Stored records:
━━━━━━━━━━━━━━━━━━━━

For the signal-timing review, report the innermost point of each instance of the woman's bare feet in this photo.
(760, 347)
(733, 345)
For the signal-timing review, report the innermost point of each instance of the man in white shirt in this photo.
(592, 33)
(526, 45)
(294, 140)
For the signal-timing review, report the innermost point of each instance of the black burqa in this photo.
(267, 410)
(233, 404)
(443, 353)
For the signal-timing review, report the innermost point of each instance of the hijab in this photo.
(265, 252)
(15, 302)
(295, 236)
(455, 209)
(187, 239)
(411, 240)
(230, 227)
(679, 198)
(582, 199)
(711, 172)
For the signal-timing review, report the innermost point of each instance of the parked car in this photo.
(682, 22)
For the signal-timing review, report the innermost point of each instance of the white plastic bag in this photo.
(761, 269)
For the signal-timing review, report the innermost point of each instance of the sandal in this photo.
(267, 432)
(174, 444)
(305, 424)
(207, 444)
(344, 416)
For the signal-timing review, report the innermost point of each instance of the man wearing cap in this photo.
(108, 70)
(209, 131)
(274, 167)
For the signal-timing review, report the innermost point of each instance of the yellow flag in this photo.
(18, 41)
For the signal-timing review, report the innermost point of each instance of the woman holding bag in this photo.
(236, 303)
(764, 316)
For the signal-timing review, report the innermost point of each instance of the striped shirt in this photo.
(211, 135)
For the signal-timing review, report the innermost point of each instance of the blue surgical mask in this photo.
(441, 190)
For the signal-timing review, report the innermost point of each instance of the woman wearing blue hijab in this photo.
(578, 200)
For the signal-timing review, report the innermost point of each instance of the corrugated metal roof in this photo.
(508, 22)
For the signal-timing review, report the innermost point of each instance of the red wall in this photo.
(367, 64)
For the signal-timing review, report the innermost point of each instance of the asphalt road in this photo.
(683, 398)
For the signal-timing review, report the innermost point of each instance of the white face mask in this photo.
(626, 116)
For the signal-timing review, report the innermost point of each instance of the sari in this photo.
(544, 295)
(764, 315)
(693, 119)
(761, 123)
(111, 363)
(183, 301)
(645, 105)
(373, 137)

━━━━━━━━━━━━━━━━━━━━

> [Written exercise] Could you rewrite the material above with "signal-timing review" renamed to "crowd-flow review" everywhere it appears, keeping everything else the same?

> [Result below]
For the crowd-flow review, report the innermost point of each instance of the woman's bare feet in this photo.
(760, 347)
(733, 345)
For the crowd-flow review, report the innermost point of each instance of the man in white shirt in this photo.
(592, 33)
(526, 45)
(294, 140)
For the crowd-flow review, report the innermost point of each instance of the black burqa in this photo.
(267, 410)
(233, 404)
(443, 353)
For the crowd-flow review, report the innermost point of each instance of the hijab in this photo.
(265, 252)
(15, 302)
(295, 236)
(455, 209)
(187, 239)
(411, 240)
(230, 227)
(679, 198)
(582, 199)
(711, 172)
For the crowd-flow review, report the innermost point of each instance of the parked car in this photo.
(682, 22)
For the crowd-flow review, report the innermost point of each instance of the white plastic bag in this photo.
(761, 269)
For the crowd-flow review, report the innermost point of each instance of the sandal in this photo.
(267, 432)
(174, 444)
(305, 424)
(207, 444)
(344, 416)
For the crowd-flow review, report the innermost point of each instance of the man wearing cap in this photo.
(108, 70)
(209, 131)
(274, 167)
For the crowd-flow review, report the innermost point of each instance of the yellow flag in this photo.
(18, 41)
For the crowd-flow review, report the innermost point of each instance of the woman holding bag in this photo.
(236, 303)
(764, 316)
For the crowd-flow review, report the innermost point of each instance of the striped shirt in this photo.
(211, 135)
For the crowd-flow review, report the innermost point of each instance of the blue surgical mask in this photo.
(441, 190)
For the crowd-flow review, report the innermost point of each instance of the woman wearing blue hijab in this photo.
(578, 200)
For the crowd-flow review, report the innermost point of each instance of the corrugated metal roof in this photo.
(508, 22)
For the crowd-flow review, report the innermost point of each instance of the red wall in this photo.
(367, 64)
For the crowd-flow review, report the innermost point of each instance of the asphalt road in this photo.
(683, 398)
For the crowd-flow review, report the innermost point of each instance of the white face mask in this photo.
(626, 116)
For the crowd-flow review, report the innermost point of each instance of the sari in this photo.
(544, 295)
(764, 315)
(693, 119)
(761, 123)
(111, 363)
(183, 301)
(645, 105)
(373, 137)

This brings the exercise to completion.